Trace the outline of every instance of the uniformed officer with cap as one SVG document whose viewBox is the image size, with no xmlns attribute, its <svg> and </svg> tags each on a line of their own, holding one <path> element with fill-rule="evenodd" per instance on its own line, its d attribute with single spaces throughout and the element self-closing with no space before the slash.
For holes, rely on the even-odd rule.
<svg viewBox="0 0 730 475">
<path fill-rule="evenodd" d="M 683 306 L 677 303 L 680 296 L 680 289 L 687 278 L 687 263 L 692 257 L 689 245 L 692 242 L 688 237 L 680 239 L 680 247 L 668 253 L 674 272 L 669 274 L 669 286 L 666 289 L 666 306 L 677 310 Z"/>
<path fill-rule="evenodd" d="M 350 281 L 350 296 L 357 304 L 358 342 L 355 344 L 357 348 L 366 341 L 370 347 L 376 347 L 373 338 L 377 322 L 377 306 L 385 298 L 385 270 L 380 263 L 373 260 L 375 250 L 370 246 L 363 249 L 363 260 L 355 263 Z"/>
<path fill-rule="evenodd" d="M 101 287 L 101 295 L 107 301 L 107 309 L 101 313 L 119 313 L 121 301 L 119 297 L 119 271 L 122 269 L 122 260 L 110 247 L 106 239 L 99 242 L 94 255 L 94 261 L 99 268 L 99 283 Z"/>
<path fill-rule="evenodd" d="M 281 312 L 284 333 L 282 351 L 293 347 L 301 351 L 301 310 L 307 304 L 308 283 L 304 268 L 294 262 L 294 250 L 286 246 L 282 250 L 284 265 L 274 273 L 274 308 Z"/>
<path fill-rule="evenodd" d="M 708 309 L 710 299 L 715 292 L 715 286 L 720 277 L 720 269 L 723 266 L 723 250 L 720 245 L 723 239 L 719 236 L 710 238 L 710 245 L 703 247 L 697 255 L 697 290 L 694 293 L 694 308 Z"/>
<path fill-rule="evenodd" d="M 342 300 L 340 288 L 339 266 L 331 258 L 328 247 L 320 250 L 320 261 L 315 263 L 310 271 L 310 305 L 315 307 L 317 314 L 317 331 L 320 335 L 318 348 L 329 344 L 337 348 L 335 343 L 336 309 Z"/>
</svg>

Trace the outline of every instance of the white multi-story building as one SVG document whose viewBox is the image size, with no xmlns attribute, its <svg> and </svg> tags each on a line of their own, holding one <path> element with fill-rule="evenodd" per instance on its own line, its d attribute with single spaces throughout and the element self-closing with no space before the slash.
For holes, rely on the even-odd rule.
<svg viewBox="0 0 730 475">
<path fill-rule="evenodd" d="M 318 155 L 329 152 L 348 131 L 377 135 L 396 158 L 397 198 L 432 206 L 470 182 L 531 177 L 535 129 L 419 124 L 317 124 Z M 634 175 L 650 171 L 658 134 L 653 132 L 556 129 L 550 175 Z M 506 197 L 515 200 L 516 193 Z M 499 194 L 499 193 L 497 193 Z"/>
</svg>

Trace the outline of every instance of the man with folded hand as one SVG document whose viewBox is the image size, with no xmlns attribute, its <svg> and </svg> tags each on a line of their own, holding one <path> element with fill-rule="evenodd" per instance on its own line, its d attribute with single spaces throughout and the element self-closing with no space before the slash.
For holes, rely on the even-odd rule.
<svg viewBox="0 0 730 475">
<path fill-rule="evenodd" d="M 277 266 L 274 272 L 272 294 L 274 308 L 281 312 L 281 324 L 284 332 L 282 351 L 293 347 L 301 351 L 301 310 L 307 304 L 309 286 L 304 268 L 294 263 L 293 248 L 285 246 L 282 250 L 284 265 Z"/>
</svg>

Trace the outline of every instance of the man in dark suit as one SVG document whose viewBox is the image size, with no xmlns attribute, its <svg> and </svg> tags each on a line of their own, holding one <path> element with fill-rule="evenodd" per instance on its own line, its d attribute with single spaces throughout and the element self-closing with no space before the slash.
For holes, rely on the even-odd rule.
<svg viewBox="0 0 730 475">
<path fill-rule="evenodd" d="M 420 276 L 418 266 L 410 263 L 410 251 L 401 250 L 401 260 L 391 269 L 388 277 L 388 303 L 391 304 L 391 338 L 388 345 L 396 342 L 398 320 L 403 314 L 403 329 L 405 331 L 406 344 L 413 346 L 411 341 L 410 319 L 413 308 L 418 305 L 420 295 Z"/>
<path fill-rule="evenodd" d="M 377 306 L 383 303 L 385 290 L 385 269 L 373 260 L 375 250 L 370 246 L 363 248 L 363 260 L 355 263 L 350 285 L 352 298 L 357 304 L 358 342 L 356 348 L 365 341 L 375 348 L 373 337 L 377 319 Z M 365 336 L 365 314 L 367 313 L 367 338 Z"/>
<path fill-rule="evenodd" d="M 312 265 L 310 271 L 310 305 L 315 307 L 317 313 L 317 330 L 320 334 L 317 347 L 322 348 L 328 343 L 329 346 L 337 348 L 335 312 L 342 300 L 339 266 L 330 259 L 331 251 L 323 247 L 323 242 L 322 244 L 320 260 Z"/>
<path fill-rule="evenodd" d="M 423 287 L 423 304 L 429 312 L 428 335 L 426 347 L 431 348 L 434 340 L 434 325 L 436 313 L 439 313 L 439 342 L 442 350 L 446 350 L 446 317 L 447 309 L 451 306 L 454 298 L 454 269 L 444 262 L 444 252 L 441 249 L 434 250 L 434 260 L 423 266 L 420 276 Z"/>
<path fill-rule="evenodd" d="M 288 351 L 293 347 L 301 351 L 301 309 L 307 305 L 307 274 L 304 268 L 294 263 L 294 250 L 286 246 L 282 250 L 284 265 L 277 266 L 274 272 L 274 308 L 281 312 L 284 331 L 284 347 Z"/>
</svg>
---------------
■ **Required task**
Reproduce every one of the records above, line for line and without any alteration.

■ **Written response**
Trace the outline of every instance of the uniformed officer with cap as one SVG document whose viewBox is the image size, with no xmlns attribute, its <svg> and </svg> tags each on a line of their own, holding one <path> element with fill-rule="evenodd" per instance on its own line, its d attribute with single spaces throughout and the element self-closing with no space before the slash.
For holes, rely on the even-odd rule.
<svg viewBox="0 0 730 475">
<path fill-rule="evenodd" d="M 683 306 L 677 303 L 680 296 L 680 289 L 687 278 L 687 263 L 692 257 L 689 245 L 692 242 L 688 237 L 680 239 L 680 247 L 668 253 L 674 272 L 669 274 L 669 286 L 666 289 L 666 306 L 677 310 Z"/>
<path fill-rule="evenodd" d="M 350 281 L 350 296 L 357 304 L 358 342 L 355 344 L 357 348 L 366 341 L 370 347 L 376 347 L 373 338 L 377 322 L 377 306 L 385 298 L 385 270 L 380 263 L 373 260 L 375 250 L 370 246 L 363 249 L 363 260 L 355 263 Z"/>
<path fill-rule="evenodd" d="M 101 287 L 101 295 L 107 301 L 107 309 L 101 313 L 119 313 L 121 301 L 119 297 L 119 271 L 122 269 L 122 260 L 110 247 L 106 239 L 99 242 L 94 255 L 94 261 L 99 268 L 99 283 Z"/>
<path fill-rule="evenodd" d="M 281 312 L 284 333 L 282 351 L 293 347 L 301 351 L 301 310 L 307 304 L 308 283 L 304 268 L 294 262 L 294 250 L 286 246 L 282 250 L 284 265 L 274 273 L 274 308 Z"/>
<path fill-rule="evenodd" d="M 708 309 L 710 299 L 715 292 L 715 286 L 720 277 L 720 269 L 723 266 L 723 250 L 720 245 L 723 239 L 719 236 L 710 238 L 710 245 L 703 247 L 697 255 L 697 290 L 694 293 L 694 308 Z"/>
<path fill-rule="evenodd" d="M 342 300 L 340 288 L 339 266 L 331 258 L 328 247 L 320 250 L 320 261 L 315 263 L 310 271 L 310 305 L 315 307 L 317 314 L 317 331 L 320 335 L 318 348 L 329 344 L 337 348 L 335 343 L 336 309 Z"/>
</svg>

Trace the outline of every instance of the white multi-story building as one SVG document whose viewBox is the image size, with no xmlns attribute, its <svg> and </svg> tags each on a line of their own, holding one <path> element with fill-rule="evenodd" per instance on its own line, its d attribute with single spaces throughout and the element self-closing with no space before the slash.
For holes, rely on the even-odd rule.
<svg viewBox="0 0 730 475">
<path fill-rule="evenodd" d="M 318 155 L 329 152 L 348 131 L 377 135 L 396 158 L 397 198 L 432 206 L 470 182 L 531 177 L 535 129 L 419 124 L 317 124 Z M 634 175 L 650 171 L 658 134 L 653 132 L 556 129 L 550 175 Z M 506 197 L 515 200 L 516 193 Z M 499 194 L 499 193 L 497 193 Z"/>
</svg>

Trace the outline of every instance of the man with folded hand as one SVG document whose viewBox is the image size, with no xmlns attribute, its <svg> and </svg> tags each on a line of their own, holding one <path> element with fill-rule="evenodd" per instance on its own line, its d attribute with single spaces throughout and the element self-closing with no space before the slash.
For holes, rely on the even-odd rule.
<svg viewBox="0 0 730 475">
<path fill-rule="evenodd" d="M 277 266 L 274 272 L 272 294 L 274 308 L 281 312 L 281 324 L 284 332 L 282 351 L 293 347 L 301 351 L 301 310 L 307 304 L 309 286 L 304 268 L 294 263 L 293 248 L 285 246 L 282 250 L 284 265 Z"/>
</svg>

Trace the outline of every instance of the man in dark suit as one SVG document whose viewBox is the image size, with no xmlns attribute, its <svg> and </svg> tags each on a line of their own, holding one <path> element with fill-rule="evenodd" per instance on its own line, its d attribute with single spaces throughout and the element self-closing with no space before the slash.
For holes, rely on the even-odd rule.
<svg viewBox="0 0 730 475">
<path fill-rule="evenodd" d="M 420 276 L 418 266 L 410 263 L 410 251 L 401 250 L 401 260 L 391 269 L 388 277 L 388 303 L 391 304 L 391 338 L 388 345 L 396 342 L 398 320 L 403 314 L 403 329 L 405 331 L 406 344 L 413 346 L 411 341 L 410 319 L 413 308 L 418 305 L 420 295 Z"/>
<path fill-rule="evenodd" d="M 377 306 L 383 303 L 385 290 L 385 269 L 373 260 L 375 250 L 370 246 L 363 248 L 363 260 L 355 263 L 350 285 L 352 298 L 357 304 L 358 342 L 356 348 L 365 341 L 375 348 L 373 337 L 377 319 Z M 365 336 L 365 314 L 367 313 L 367 338 Z"/>
<path fill-rule="evenodd" d="M 312 265 L 310 271 L 310 305 L 315 307 L 317 313 L 317 330 L 320 334 L 317 347 L 322 348 L 328 343 L 329 346 L 337 348 L 335 312 L 342 300 L 339 266 L 330 259 L 331 251 L 323 247 L 323 242 L 322 244 L 320 260 Z"/>
<path fill-rule="evenodd" d="M 423 287 L 423 304 L 429 312 L 428 335 L 426 347 L 431 348 L 434 340 L 434 325 L 436 313 L 439 313 L 439 342 L 442 350 L 446 350 L 446 317 L 447 309 L 451 306 L 454 298 L 454 269 L 444 262 L 444 252 L 441 249 L 434 250 L 434 260 L 423 266 L 420 276 Z"/>
<path fill-rule="evenodd" d="M 288 351 L 293 347 L 301 351 L 301 309 L 307 305 L 307 274 L 304 268 L 294 263 L 294 250 L 286 246 L 282 250 L 284 265 L 277 266 L 274 272 L 274 308 L 281 312 L 284 331 L 284 347 Z"/>
</svg>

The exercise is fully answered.